= WORK INSTRUCTIONS =
Pull the lines of text from the material below and copy them word for word, leaving out the pictures.
○ ○ ○ ○ ○
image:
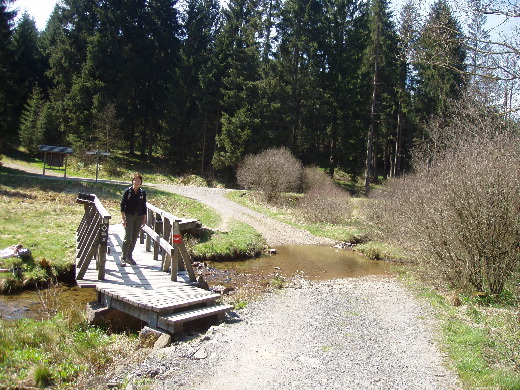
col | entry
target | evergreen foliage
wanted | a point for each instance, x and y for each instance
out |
(336, 82)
○ ○ ○ ○ ○
= OUTPUT FOR THIS EXERCISE =
image:
col | entry
target | evergreen foliage
wanted | a point for each instance, x and y for each instance
out |
(336, 82)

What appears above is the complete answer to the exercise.